Episcopal leaders condemn Trump administration’s moves to ‘further dismantle’ refugee program

By David Paulsen
Posted Sep 27, 2019
Syrian refugee

Syrian refugee Ahmad al Aboud and his family members, on their way to be resettled in the United States as part of a refugee admissions program, walk to board their plane in Amman, Jordan, in 2016. Photo: Reuters

[Episcopal News Service] The Episcopal Church condemned the Trump administration’s decision, announced Sept. 26, to further slash the number of refugees to be resettled in the United States to a historic low of just 18,000 – a move that threatens to cripple the ability of Episcopal Migration Ministries and other agencies to maintain the United States’ decades-old policy of welcoming those in need from around the world.

“There are millions of displaced persons around the world. The United States has a solemn obligation to do its part to aid this problem by showing generosity to refugees. Security and compassion are not mutually exclusive,” said the Rev. Charles Robertson, canon to the presiding bishop for ministry beyond The Episcopal Church.

Robertson’s comment was issued Sept. 27 as part of an Episcopal Church statement on the issue that invoked Jesus’ command to “welcome the stranger” and Episcopalians’ baptismal commitment to “respect the dignity of every human being.”

Reducing the cap on refugees – by nearly half from 30,000 in the current fiscal year, far below the 95,000 average over the program’s 40 years – will “further dismantle the refugee resettlement program,” the church said. “Those fleeing persecution have a particular claim on our attention and concern as they seek a life of dignity and peace in the face of oppression.”

### Given material
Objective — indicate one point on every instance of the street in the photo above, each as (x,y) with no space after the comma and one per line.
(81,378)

### Task instructions
1/ According to the article on the refugee program, what was the refugee cap for the current fiscal year before the reduction?
2/ Write out the part of the article starting with "Syrian refugee Ahmad" and going on through "from around the world.".
Rely only on the article for what comes next.

### The responses
1/ 30,000

2/
Syrian refugee Ahmad al Aboud and his family members, on their way to be resettled in the United States as part of a refugee admissions program, walk to board their plane in Amman, Jordan, in 2016. Photo: Reuters

[Episcopal News Service] The Episcopal Church condemned the Trump administration’s decision, announced Sept. 26, to further slash the number of refugees to be resettled in the United States to a historic low of just 18,000 – a move that threatens to cripple the ability of Episcopal Migration Ministries and other agencies to maintain the United States’ decades-old policy of welcoming those in need from around the world.